ASSIGNMENT => An exact transcription of every entry is required, with the images left out.

Region pointing data
BEGIN
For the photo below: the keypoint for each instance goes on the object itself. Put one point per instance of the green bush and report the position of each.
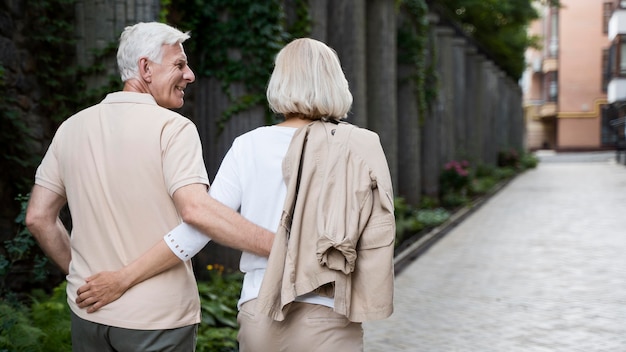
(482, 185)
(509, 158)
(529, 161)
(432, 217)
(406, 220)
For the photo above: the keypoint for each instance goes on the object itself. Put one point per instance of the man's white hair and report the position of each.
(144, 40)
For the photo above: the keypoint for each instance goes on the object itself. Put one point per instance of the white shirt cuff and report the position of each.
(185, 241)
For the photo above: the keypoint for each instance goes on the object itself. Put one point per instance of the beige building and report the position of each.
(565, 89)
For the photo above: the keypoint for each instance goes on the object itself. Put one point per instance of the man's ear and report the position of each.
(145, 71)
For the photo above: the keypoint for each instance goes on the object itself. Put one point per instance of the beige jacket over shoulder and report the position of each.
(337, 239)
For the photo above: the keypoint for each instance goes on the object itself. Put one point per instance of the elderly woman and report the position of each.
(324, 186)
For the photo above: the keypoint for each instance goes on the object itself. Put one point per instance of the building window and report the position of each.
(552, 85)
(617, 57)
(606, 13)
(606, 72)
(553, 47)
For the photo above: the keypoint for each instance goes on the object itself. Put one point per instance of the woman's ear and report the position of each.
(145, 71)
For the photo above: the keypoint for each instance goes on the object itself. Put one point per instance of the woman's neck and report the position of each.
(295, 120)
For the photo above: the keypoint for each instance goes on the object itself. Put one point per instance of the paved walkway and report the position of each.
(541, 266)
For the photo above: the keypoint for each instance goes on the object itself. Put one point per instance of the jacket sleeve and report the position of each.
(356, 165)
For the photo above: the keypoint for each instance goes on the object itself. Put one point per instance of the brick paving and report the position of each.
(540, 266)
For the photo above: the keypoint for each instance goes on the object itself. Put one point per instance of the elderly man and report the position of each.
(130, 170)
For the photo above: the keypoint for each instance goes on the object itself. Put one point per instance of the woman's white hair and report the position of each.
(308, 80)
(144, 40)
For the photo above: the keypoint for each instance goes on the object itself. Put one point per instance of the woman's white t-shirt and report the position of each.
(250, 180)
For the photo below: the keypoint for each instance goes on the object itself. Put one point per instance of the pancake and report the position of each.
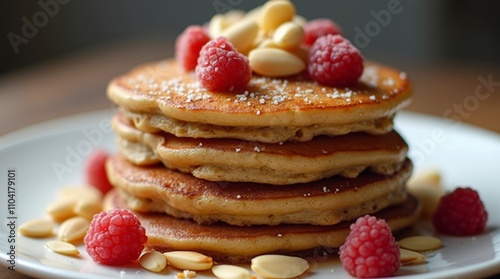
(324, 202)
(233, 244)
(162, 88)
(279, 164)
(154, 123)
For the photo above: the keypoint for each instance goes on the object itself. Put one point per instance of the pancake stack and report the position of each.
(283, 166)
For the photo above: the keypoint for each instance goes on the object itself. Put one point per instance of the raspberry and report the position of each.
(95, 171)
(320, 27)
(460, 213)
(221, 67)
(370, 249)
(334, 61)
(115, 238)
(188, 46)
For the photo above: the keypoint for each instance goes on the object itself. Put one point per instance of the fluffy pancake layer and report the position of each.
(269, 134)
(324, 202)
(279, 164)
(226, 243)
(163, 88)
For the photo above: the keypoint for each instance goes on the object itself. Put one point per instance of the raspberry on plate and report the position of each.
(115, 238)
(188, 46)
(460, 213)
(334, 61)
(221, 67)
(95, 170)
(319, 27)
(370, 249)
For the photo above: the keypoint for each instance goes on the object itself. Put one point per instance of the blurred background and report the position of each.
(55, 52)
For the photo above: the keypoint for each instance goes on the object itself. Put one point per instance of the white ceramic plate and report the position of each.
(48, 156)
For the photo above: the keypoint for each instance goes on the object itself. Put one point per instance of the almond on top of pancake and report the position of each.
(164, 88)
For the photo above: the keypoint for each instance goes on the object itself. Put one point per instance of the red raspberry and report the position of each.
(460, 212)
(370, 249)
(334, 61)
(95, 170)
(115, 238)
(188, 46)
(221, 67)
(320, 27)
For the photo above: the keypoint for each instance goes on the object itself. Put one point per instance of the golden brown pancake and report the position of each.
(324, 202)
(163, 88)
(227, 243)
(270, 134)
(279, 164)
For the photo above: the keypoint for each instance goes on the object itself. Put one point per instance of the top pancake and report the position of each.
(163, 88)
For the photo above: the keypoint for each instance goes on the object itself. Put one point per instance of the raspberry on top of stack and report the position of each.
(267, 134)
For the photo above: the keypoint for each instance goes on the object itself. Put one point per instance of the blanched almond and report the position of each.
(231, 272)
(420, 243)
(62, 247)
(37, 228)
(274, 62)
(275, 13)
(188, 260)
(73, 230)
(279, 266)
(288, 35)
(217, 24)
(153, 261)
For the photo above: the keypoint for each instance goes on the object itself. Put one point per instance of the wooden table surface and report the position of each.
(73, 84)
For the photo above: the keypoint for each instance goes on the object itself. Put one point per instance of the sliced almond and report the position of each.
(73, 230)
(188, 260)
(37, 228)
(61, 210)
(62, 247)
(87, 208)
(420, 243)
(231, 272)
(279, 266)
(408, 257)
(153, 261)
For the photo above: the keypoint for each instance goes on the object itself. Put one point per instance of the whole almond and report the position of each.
END
WRITTEN ANSWER =>
For the photo below: the keypoint for each instance goes on the object itself. Put one point per instance of the green bush and report the position of each.
(482, 185)
(509, 158)
(529, 161)
(432, 217)
(406, 220)
For the photo above: the keypoint for each instance goes on the object itself. Put one point per instance of the man's white hair and report the position of each.
(144, 40)
For the photo above: the keypoint for each instance goes on the object itself. Put one point per instance of the white shirt cuff and report the position of each.
(185, 241)
For the photo above: the keypoint for each instance goes on the object itself. Put one point per instance of the beige building and report the position of each.
(565, 89)
For the photo above: the keypoint for each instance goes on the object itself. Put one point per instance of the man's ear and report the position of each.
(145, 71)
For the photo above: the keypoint for each instance goes on the object itself. Put one point per instance of the beige jacket over shoulder and report the position of each.
(337, 239)
For the photo above: the keypoint for each instance goes on the object itself. Put one point per instance of the elderly woman and report the position of each.
(324, 186)
For the photo above: the keypoint for each instance goes on the object itself. Put one point per instance of the building window and report the position of each.
(552, 85)
(617, 57)
(606, 13)
(606, 72)
(553, 47)
For the photo above: the keypoint for each instance goes on the object itself. Put one point per instance of the woman's ear and report the position of each.
(145, 71)
For the photo above: the keypoint for each instance goes on the object itself. Put one point per instance of the woman's neck and report the position of each.
(295, 120)
For the photo above: the keypoint for each instance goes on the object itself. Put one point per instance of the paved walkway and report the position of each.
(541, 266)
For the photo above: the keypoint for each instance goes on the object itself. Put one point per instance of the jacket sleeve and report the position of each.
(356, 165)
For the photo above: the keypoint for each instance goes on the object itself. Put one point per instance of the brick paving and report the position of each.
(540, 266)
For the photo above: the keypoint for each instance goes on the object itself. Put one point per instance of the elderly man and report the position of each.
(130, 170)
For the photo above: the keypoint for each instance goes on the object itself. Put one point per instance of the woman's white hair and report the position of each.
(308, 80)
(144, 40)
For the photo above: the keypoint for each instance goes on the object itself. Put one point per instance of the woman's white t-shirt and report the position of each.
(250, 180)
For the photo below: the keypoint for each instance goes on the object itself. Put one point per instance of the pancake and report the position of each.
(324, 202)
(233, 244)
(162, 88)
(279, 164)
(154, 123)
For the photo above: the keypoint for each instance goes on the object itself. Put one point per instance of the pancake stack and report the position of each.
(283, 166)
For the photo above: the keypoint for each instance goes on the object itself. Put one point per instance of the raspberry and report the position of each.
(95, 171)
(320, 27)
(460, 213)
(221, 67)
(370, 249)
(334, 61)
(115, 238)
(188, 46)
For the photo above: the keypoint for each instance goes on the object itself. Put one point per instance of the fluffy pancake layer and report the position of each.
(269, 134)
(324, 202)
(279, 164)
(226, 243)
(163, 88)
For the photo above: the keypoint for each instance goes on the object itself. Put one point per instance of the raspberry on plate and report the position of each.
(115, 238)
(188, 46)
(460, 213)
(334, 61)
(221, 67)
(95, 170)
(319, 27)
(370, 249)
For the photo above: the keypoint for each instance goes on the object itself. Put one point per instance of the blurred background and report the position of each.
(55, 52)
For the photo above: the keypoint for each instance goes on the object itself. Put one point per instance of the white ceramic plate and report the position of each.
(48, 156)
For the photo above: the keypoint for each instance goes on the object itself. Put one point per instance of the almond on top of pancake and report the position of each.
(164, 88)
For the photo above: the keypoint for each instance goes on the object itself. Put one point per instance of the red raspberry and report the position of each.
(460, 212)
(370, 249)
(334, 61)
(95, 170)
(115, 238)
(188, 46)
(221, 67)
(320, 27)
For the photo above: the keypoint for each instance goes on the object itself. Put one point per instance of the golden brown pancake and report the position of each.
(324, 202)
(163, 88)
(227, 243)
(270, 134)
(279, 164)
For the photo above: the keypoint for each instance goes on the object itself. Put one point per instance of the top pancake and report the position of each.
(163, 88)
For the photo above: the keypoint for each instance goes on the object itself. Put one point per instance of the raspberry on top of stack and report the position of each.
(267, 134)
For the photo above: the keypoint for each instance goes on the object itself. Put one point per instance of the blanched almond and report the position of each.
(231, 272)
(420, 243)
(62, 247)
(37, 228)
(274, 62)
(275, 13)
(188, 260)
(73, 230)
(279, 266)
(288, 35)
(217, 24)
(153, 261)
For the photo above: the keypoint for each instance goes on the object itself. Put one point per instance of the wooden table surface and report the position of each.
(73, 84)
For the photo above: the keypoint for each instance goes on the object itself. Put one point per instance of the sliced almond and report the position of each.
(73, 230)
(188, 260)
(37, 228)
(61, 210)
(62, 247)
(87, 208)
(420, 243)
(231, 272)
(279, 266)
(408, 257)
(153, 261)
For the photo above: the keypoint for each instance goes on the object itself. Put one point per instance of the whole almond and report the position of each.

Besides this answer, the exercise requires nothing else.